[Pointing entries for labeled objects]
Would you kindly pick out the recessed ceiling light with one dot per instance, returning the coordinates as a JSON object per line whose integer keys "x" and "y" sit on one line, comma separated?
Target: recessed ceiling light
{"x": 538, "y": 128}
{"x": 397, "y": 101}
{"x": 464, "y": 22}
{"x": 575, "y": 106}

Given instruction →
Please write out all of the material above again, line for line and without any changes.

Full solution →
Would you kindly pick out the recessed ceiling light with one dot per instance, returning the coordinates as a JSON object per line whose integer keys "x" and "y" sit on one line, comma separated?
Target: recessed ceiling light
{"x": 538, "y": 128}
{"x": 397, "y": 101}
{"x": 464, "y": 22}
{"x": 575, "y": 106}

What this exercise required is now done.